───── SOURCE EXCERPT

‘People’s PM’ Bob Hawke’s slavish service to US intelligence shows Australia has never been independent, let alone a democracy

28 Jun, 2021 20:13

By Kit Klarenberg, an investigative journalist exploring the role of intelligence services in shaping politics and perceptions. Follow him on Twitter @KitKlarenberg

A new report confirms how Bob Hawke, Prime Minister of Australia from 1983 to 1991, served for some time as a US intelligence informant. This clandestine relationship undoubtedly had a major impact on Canberra’s politics.

The shocking disclosure was made by academic Cameron Coventry, who analyzed diplomatic cables from official archives, and found that, while serving as leader of the Australian Council of Trade Unions (ACTU), and President of the Labor party, the man who would later be known as the “people’s Prime Minister” passed on sensitive information about the government, the trade union movement and more to Washington over many years.

The precise points at which Hawke’s secret spell as an informant commenced and ended aren’t clear from the unearthed documents, which run from 1973 to 1979. In his analysis, Coventry notes that numerous “notable” Australians maintained clandestine ties to US officials in the same period, among them government ministers, state premiers, and political party leaders. However, the “sheer volume of cables” pertaining to Hawke’s dealings indicate that he was “especially entrenched in the practice,” to a degree that was “unusual.

Hawke’s motivations for entering the arrangement aren’t clear from the files themselves, although the academic suggests he sought to “[persuade] the US that he could be trusted as leader” as he prepared to enter parliament, so “promised” to keep diplomats abreast of everything and anything of possible concern to Washington.

──────────

GIVEN REQUEST A: In the Bob Hawke article, which years do the unearthed documents span?
GIVEN REQUEST B: Resume the Bob Hawke article, starting after its last sentence.
The records have nothing to do with the Bob Hawke article.

───── DATA EXCERPTS

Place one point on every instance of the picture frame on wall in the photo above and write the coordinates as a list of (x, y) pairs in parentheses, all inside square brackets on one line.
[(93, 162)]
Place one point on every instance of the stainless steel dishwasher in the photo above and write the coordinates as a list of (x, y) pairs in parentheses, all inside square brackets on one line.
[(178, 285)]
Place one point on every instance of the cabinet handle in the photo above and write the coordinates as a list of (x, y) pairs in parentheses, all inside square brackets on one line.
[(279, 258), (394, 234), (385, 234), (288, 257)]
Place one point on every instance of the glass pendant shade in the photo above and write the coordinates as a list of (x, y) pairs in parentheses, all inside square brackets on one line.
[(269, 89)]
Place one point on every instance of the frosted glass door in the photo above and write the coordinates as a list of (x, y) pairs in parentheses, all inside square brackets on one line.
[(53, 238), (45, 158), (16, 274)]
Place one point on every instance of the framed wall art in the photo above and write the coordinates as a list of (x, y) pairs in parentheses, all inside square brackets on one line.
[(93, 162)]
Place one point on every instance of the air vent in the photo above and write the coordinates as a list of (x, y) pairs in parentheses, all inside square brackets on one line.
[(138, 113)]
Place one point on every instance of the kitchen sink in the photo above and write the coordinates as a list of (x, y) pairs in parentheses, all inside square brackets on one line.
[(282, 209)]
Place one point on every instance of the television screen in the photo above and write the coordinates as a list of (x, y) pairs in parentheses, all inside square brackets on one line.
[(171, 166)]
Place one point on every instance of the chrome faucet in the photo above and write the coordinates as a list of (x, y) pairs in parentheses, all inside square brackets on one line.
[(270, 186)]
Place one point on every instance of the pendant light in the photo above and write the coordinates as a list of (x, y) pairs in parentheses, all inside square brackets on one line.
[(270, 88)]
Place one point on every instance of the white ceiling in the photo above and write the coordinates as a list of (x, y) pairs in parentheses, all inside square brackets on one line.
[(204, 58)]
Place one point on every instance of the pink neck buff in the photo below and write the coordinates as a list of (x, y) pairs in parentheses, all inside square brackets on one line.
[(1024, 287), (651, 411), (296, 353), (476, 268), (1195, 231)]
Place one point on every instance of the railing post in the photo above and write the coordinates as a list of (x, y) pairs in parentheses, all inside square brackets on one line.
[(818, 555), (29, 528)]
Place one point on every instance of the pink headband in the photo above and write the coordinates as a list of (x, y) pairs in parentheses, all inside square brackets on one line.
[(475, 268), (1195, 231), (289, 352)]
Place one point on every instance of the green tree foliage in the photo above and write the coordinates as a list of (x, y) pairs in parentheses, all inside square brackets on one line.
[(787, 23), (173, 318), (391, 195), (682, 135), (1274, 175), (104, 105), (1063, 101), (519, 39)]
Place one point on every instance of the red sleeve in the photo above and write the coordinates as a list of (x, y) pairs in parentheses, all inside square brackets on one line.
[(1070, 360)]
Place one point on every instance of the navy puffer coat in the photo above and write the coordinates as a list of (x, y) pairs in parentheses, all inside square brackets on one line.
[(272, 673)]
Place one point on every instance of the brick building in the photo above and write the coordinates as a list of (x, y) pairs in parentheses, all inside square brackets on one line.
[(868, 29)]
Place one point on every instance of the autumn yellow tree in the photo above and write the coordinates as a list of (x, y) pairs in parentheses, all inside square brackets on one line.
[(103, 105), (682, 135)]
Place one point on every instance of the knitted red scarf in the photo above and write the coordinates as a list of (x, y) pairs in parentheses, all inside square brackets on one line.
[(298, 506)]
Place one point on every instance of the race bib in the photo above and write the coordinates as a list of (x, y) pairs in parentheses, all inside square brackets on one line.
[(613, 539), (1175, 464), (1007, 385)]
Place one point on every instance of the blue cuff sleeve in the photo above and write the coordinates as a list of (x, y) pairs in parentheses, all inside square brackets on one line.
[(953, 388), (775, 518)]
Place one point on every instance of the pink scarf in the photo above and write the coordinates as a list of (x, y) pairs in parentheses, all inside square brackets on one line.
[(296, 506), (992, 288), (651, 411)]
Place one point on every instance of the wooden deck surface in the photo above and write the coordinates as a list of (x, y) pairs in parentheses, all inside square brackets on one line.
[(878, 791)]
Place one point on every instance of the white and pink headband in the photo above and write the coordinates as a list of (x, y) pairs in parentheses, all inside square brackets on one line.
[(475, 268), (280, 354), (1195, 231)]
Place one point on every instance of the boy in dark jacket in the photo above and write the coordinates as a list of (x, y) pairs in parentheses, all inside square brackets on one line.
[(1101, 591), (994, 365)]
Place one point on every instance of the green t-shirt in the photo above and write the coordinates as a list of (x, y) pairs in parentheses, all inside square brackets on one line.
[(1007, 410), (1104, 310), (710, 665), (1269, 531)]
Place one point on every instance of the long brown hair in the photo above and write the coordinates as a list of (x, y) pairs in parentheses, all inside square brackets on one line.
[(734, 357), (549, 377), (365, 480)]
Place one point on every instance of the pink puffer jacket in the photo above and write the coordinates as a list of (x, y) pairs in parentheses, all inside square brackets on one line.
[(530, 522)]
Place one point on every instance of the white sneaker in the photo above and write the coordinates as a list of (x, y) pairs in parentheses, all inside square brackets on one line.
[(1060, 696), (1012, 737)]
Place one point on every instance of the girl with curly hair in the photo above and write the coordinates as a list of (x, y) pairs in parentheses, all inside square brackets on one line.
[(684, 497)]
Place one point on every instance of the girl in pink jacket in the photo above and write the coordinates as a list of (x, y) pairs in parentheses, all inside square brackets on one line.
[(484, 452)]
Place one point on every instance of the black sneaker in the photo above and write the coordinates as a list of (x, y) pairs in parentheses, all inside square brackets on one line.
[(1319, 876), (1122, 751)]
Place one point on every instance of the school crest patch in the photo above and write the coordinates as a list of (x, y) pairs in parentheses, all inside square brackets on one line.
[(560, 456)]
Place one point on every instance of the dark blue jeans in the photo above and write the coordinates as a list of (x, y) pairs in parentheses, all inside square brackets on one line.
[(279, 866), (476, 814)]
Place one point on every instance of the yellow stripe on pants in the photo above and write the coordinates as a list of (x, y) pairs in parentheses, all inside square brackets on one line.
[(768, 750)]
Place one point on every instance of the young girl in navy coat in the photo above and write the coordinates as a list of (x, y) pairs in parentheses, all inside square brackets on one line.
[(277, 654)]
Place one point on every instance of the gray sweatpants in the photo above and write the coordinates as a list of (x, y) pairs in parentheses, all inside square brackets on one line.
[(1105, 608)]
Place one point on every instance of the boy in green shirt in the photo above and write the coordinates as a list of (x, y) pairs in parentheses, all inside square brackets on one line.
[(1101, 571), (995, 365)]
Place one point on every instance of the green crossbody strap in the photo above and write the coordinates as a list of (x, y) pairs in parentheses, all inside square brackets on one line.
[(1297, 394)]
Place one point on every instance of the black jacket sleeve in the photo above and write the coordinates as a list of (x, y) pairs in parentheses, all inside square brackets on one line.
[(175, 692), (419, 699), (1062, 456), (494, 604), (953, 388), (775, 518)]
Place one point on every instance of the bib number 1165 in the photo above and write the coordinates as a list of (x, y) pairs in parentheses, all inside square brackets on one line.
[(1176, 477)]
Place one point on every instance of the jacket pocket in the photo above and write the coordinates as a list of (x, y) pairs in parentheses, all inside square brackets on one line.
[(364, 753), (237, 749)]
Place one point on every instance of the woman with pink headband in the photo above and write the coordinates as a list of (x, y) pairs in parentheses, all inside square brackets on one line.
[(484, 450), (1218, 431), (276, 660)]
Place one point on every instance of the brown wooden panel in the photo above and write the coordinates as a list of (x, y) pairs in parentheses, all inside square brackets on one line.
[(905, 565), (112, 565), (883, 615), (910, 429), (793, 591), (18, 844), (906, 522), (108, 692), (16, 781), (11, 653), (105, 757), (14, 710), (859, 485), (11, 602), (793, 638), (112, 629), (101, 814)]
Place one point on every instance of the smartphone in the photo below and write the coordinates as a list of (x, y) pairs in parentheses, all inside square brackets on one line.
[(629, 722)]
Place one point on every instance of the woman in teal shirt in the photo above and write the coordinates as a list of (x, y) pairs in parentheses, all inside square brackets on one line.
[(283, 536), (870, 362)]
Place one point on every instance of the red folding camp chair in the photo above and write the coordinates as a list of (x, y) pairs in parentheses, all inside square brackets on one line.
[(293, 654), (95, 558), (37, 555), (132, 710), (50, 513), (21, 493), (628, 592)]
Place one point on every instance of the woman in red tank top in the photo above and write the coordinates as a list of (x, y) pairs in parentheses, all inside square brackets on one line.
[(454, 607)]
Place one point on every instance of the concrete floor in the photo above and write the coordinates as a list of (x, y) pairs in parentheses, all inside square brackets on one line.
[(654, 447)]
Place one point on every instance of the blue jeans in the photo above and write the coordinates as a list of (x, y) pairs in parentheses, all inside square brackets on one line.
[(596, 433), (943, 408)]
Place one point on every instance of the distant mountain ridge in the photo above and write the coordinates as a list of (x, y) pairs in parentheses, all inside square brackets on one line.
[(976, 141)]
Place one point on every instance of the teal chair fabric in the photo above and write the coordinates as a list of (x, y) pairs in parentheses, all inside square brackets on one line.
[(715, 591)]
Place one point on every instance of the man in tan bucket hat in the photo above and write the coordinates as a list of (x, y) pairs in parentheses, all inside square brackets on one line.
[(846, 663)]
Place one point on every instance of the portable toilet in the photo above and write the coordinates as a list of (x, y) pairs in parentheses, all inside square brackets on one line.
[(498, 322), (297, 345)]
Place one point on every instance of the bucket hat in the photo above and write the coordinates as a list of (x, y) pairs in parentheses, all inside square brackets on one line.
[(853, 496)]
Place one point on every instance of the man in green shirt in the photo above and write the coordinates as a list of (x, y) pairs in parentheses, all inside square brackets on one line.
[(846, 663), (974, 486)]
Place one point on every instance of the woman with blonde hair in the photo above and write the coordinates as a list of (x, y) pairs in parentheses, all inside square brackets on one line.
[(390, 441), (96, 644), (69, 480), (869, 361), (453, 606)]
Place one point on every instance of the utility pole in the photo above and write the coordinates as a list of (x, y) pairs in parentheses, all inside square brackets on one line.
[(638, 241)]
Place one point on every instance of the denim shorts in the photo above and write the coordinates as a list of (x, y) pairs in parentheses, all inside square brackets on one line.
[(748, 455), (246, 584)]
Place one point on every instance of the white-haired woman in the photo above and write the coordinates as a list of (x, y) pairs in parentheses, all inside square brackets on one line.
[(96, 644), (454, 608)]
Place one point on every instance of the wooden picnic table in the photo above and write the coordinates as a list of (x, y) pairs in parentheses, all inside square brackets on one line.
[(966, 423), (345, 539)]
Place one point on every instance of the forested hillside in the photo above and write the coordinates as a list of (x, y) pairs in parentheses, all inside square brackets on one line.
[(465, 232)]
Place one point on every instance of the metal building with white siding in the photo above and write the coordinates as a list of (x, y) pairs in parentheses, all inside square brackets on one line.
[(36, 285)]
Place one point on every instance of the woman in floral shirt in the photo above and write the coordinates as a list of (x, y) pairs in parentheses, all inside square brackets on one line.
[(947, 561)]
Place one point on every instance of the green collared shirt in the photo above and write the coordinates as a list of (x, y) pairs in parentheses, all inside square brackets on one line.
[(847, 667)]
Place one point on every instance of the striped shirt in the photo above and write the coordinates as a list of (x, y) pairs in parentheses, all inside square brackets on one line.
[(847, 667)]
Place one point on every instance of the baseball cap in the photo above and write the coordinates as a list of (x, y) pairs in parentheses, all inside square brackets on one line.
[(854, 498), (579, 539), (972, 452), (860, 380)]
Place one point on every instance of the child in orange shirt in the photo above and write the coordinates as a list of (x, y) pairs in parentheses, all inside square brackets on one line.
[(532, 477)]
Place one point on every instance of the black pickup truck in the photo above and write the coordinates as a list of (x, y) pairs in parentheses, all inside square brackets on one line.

──────────

EXERCISE RESULT A: 1973 to 1979.

EXERCISE RESULT B:
True to his word, he provided a regular flow of “reliable” intelligence to prove he could be depended upon, including advance warning and insider information on planned strikes and industrial action by workers at major US corporations operating in Australia. He even reported on meetings conducted abroad with influential figures and groups, including the UK Labour Party. Eerily, the cables make clear he was, presumably unknowingly, surveilled closely by US intelligence throughout these trips.

For their part, US diplomats saw much “potential value” in Hawke as a “possible future Labour leader and prime minister,” and a golden opportunity to cultivate him and influence his perspectives and policies along the way. They also “wanted to protect defence installations in Australia,” among other “important” interests.

Feeling he would “benefit from being exposed to some sophisticated non-labour thinking on the role of multinationals in Australian economic development,” it was proposed he be invited to Washington to meet representatives of Chase Manhattan Bank, the International Chamber of Commerce, Brookings Institution, and other organisations and be educated in the merits of the then-burgeoning doctrine of neoliberalism.

I wish to emphasise how important proposed visit of Bob Hawke to US can be…There is little doubt that he has major potential…he has every prospect of being a major figure on political scene for next 20 years or so, and it will be worth our while to make a real effort to develop a worthwhile program for him,” a May 1974 cable states.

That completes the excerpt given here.